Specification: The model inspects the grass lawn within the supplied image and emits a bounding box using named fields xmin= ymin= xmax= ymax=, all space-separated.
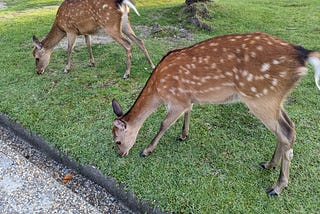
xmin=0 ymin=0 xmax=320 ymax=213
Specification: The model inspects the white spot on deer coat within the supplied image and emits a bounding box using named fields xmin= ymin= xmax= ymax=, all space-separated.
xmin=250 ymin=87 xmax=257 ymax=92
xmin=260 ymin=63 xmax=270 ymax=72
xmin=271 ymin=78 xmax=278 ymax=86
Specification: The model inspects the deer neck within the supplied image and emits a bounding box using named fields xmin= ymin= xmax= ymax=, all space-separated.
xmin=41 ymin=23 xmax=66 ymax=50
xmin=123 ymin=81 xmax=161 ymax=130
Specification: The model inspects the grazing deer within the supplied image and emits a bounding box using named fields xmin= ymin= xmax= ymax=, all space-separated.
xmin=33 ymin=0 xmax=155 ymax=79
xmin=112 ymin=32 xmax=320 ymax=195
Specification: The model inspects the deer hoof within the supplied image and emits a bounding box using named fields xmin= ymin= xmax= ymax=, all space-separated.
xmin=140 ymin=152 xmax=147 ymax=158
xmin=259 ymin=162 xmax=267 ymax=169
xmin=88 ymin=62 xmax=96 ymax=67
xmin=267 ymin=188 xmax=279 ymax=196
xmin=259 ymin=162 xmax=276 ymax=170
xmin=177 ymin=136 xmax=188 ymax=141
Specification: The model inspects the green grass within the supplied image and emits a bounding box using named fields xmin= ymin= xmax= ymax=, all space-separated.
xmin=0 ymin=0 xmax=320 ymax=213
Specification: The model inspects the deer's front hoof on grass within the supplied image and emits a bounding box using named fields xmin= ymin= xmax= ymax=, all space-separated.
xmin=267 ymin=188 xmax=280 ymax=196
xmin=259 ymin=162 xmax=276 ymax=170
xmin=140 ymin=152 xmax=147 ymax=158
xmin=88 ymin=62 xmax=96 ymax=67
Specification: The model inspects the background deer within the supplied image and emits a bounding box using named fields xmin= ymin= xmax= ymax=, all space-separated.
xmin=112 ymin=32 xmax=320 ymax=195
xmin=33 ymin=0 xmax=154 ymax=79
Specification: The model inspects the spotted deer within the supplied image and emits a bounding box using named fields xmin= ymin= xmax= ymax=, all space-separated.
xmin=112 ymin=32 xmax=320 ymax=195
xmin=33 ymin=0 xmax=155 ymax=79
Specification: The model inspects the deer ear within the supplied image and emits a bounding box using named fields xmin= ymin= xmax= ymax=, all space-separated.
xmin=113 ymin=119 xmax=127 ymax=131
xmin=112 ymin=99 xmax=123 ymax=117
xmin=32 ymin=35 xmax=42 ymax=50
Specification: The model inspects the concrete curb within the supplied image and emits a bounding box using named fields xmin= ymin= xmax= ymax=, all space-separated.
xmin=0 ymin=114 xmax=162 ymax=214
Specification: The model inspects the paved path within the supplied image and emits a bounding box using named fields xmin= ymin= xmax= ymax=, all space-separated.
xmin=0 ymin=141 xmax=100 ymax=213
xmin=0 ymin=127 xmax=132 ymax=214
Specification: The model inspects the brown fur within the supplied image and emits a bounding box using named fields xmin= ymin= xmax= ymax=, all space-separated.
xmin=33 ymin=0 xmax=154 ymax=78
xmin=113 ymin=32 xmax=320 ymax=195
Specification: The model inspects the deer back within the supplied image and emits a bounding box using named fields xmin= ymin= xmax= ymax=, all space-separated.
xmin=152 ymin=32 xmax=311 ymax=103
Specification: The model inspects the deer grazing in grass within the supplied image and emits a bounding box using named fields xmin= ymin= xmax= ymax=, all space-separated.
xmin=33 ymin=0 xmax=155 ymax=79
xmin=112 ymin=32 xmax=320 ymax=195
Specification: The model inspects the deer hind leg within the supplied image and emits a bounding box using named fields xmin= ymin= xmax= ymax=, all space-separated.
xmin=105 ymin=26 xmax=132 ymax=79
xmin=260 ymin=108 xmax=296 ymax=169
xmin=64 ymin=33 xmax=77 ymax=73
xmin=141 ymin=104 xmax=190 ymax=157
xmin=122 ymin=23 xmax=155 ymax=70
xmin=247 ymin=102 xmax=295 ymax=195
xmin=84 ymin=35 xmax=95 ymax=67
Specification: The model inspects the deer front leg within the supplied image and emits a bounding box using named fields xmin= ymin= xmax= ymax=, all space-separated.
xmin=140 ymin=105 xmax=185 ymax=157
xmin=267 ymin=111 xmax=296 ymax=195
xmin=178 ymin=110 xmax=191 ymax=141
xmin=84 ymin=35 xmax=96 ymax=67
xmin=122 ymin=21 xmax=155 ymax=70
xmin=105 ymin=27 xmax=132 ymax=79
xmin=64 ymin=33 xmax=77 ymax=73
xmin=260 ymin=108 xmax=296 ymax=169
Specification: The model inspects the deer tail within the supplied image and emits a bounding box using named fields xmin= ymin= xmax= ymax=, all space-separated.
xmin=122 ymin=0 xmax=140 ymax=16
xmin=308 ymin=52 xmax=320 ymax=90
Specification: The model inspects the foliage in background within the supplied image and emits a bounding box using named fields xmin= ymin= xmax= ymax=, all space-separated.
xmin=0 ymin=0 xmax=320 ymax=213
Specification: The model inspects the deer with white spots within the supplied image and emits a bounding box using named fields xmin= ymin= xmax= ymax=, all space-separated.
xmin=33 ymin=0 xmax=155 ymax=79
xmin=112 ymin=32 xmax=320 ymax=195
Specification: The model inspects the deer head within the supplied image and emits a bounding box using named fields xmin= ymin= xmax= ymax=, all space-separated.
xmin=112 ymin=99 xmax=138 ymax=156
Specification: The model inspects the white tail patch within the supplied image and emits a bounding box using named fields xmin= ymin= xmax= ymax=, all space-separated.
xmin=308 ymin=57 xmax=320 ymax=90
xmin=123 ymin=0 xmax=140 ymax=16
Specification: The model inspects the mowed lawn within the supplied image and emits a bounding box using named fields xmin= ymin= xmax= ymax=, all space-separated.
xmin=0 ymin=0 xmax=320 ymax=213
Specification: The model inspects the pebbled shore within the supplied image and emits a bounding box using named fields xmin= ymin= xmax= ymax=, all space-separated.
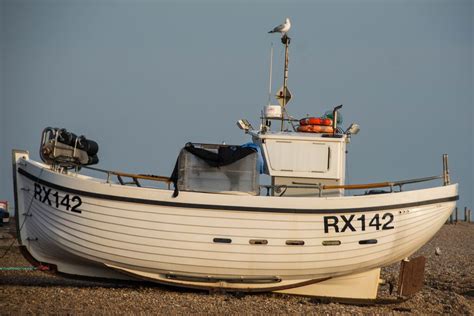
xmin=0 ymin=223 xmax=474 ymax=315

----------------

— TASK OBJECTIVE —
Count how many lines of the data contain the string "tail", treating uppercase and lowercase as different, and give only that number.

— RESPONSE —
2